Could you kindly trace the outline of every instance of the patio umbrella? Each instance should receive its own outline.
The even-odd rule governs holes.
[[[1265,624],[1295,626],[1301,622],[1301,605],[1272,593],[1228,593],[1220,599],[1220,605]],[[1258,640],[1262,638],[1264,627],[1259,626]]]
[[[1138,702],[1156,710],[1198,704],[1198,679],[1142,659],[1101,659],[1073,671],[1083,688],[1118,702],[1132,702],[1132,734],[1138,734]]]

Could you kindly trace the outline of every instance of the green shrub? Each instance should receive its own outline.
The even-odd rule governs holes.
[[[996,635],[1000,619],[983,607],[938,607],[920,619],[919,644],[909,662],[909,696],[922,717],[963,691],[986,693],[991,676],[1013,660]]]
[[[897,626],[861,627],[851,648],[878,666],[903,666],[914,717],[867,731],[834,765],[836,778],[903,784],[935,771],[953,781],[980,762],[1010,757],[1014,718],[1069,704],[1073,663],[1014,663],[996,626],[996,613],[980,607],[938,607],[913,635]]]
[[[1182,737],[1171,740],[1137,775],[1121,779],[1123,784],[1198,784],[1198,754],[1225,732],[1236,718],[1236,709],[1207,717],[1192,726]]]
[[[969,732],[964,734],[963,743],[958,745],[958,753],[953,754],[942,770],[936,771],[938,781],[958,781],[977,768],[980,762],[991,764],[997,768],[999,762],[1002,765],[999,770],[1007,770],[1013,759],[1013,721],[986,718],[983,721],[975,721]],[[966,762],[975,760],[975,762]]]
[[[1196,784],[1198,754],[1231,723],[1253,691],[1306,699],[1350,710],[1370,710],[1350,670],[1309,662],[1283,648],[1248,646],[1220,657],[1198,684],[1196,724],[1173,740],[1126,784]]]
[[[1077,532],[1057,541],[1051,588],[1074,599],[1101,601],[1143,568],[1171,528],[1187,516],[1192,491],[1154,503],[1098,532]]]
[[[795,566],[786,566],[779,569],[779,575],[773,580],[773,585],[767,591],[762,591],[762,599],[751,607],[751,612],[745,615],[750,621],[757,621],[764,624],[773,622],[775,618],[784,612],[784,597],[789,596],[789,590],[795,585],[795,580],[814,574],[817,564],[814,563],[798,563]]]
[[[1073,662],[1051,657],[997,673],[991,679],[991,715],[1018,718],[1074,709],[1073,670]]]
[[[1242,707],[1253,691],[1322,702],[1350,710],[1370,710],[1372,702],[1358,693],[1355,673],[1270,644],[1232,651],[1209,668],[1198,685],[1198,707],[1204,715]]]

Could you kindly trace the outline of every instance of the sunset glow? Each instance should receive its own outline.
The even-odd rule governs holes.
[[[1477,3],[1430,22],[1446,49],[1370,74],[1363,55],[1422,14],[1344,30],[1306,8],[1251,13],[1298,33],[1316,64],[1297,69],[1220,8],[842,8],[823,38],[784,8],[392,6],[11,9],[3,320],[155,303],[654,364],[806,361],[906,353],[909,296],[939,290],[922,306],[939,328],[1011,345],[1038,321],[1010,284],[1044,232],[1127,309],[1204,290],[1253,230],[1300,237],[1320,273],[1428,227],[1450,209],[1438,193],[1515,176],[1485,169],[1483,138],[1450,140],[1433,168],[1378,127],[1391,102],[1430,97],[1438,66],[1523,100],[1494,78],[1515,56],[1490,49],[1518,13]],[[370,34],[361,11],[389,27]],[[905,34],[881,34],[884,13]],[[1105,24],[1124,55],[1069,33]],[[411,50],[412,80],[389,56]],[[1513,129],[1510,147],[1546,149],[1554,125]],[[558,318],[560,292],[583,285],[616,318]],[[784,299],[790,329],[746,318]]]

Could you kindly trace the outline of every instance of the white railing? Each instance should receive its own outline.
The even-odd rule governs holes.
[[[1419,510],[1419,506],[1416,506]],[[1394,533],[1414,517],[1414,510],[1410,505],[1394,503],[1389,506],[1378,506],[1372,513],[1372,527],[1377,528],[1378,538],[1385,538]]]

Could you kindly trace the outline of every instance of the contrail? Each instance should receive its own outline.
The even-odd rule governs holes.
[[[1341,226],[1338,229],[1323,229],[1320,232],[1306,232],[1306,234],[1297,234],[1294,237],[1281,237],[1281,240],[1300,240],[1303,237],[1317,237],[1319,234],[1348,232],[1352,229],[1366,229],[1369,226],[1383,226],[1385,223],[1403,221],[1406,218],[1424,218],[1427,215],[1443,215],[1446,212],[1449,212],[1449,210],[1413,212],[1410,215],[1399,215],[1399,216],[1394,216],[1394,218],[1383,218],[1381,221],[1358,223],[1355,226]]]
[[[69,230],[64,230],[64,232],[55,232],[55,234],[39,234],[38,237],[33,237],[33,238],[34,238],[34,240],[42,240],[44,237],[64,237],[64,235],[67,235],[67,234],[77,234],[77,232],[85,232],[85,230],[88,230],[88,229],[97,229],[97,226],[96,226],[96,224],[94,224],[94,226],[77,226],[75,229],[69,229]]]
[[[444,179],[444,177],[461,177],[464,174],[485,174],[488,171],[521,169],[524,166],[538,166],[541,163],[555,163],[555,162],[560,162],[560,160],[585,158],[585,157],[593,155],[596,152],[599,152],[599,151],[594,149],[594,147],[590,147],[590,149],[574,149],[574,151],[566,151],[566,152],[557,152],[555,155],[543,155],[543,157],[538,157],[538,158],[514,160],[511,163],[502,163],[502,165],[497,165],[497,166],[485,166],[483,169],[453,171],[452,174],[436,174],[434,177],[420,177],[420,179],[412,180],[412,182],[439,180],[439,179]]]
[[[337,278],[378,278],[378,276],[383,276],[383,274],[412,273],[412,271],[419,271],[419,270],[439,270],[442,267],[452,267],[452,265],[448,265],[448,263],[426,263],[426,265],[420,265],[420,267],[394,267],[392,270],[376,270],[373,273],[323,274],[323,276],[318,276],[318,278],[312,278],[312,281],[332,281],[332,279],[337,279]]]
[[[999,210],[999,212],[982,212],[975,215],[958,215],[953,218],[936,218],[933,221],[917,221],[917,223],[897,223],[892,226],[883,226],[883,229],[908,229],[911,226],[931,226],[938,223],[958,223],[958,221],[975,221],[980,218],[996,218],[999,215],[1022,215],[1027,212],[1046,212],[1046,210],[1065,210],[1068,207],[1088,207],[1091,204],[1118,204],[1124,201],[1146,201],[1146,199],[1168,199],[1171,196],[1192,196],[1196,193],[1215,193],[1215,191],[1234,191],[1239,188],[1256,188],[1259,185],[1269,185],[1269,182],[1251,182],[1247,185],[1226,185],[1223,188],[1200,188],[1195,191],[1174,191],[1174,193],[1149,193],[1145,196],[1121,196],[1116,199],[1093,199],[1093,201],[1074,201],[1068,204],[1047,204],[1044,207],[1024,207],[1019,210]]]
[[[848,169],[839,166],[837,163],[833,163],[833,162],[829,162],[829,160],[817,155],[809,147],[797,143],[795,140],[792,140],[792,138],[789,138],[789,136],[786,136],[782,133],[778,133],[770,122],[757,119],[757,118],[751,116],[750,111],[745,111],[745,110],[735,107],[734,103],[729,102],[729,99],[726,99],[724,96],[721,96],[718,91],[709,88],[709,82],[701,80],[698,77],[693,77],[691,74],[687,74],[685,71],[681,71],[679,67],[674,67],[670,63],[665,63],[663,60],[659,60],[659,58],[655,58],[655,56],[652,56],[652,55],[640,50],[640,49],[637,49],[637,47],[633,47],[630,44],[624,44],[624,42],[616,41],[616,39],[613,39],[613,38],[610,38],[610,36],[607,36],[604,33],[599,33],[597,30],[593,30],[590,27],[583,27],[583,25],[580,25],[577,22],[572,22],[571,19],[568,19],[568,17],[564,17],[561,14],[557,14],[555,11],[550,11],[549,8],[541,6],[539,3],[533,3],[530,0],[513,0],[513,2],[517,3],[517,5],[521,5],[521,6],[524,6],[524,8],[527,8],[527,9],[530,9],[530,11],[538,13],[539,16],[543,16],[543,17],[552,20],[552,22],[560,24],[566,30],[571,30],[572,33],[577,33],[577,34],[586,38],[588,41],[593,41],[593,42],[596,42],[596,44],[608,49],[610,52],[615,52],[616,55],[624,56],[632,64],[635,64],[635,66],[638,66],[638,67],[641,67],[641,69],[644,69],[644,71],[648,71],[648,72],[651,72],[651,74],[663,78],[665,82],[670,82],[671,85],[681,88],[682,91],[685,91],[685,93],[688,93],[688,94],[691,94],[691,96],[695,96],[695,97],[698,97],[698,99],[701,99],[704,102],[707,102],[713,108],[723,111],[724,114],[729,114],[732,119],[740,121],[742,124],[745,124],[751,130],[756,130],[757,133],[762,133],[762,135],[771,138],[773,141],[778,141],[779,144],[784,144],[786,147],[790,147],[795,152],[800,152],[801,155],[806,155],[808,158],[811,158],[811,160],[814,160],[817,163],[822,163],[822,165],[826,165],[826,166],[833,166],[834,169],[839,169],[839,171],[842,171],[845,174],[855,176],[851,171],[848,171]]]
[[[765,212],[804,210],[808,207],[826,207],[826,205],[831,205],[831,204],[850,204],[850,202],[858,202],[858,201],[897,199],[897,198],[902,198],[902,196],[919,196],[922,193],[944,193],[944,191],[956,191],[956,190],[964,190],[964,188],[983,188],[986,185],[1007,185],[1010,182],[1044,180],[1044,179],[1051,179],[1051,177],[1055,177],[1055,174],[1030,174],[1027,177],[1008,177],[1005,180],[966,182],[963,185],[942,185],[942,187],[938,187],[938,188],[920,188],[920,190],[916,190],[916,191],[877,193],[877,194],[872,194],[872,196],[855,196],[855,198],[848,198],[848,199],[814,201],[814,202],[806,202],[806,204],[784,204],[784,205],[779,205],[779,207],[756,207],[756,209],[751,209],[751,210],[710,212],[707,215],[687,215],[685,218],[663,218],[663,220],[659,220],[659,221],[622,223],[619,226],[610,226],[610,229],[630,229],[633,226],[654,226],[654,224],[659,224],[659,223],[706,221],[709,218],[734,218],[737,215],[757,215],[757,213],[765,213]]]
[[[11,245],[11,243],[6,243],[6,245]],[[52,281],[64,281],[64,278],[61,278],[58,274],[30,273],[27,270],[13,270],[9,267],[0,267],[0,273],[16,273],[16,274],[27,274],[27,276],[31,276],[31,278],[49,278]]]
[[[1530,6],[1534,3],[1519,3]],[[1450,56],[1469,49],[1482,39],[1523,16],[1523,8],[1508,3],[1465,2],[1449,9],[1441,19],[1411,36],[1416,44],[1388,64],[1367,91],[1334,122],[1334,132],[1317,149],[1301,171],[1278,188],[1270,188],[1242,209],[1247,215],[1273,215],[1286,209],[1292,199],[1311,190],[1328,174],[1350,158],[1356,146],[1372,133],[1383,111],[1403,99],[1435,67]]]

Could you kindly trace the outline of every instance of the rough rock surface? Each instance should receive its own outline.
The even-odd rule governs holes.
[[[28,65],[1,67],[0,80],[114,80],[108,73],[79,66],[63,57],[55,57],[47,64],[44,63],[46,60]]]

-------------------------

What you will do: Rewrite the stretch from the line containing "surface? Each instance should receive its own outline." through the end of the rows as a Markdown table with the columns Number and Line, giving each line its own number and leaving out blank lines.

Final result:
| Number | Line |
|---|---|
| 1 | Could you kindly trace the outline of every instance of the rough rock surface? Each instance should receive its own outline. |
| 2 | The even-odd rule governs holes. |
| 3 | [[[28,65],[1,67],[0,80],[114,80],[108,73],[79,66],[63,57],[55,57],[47,64],[44,63],[46,60]]] |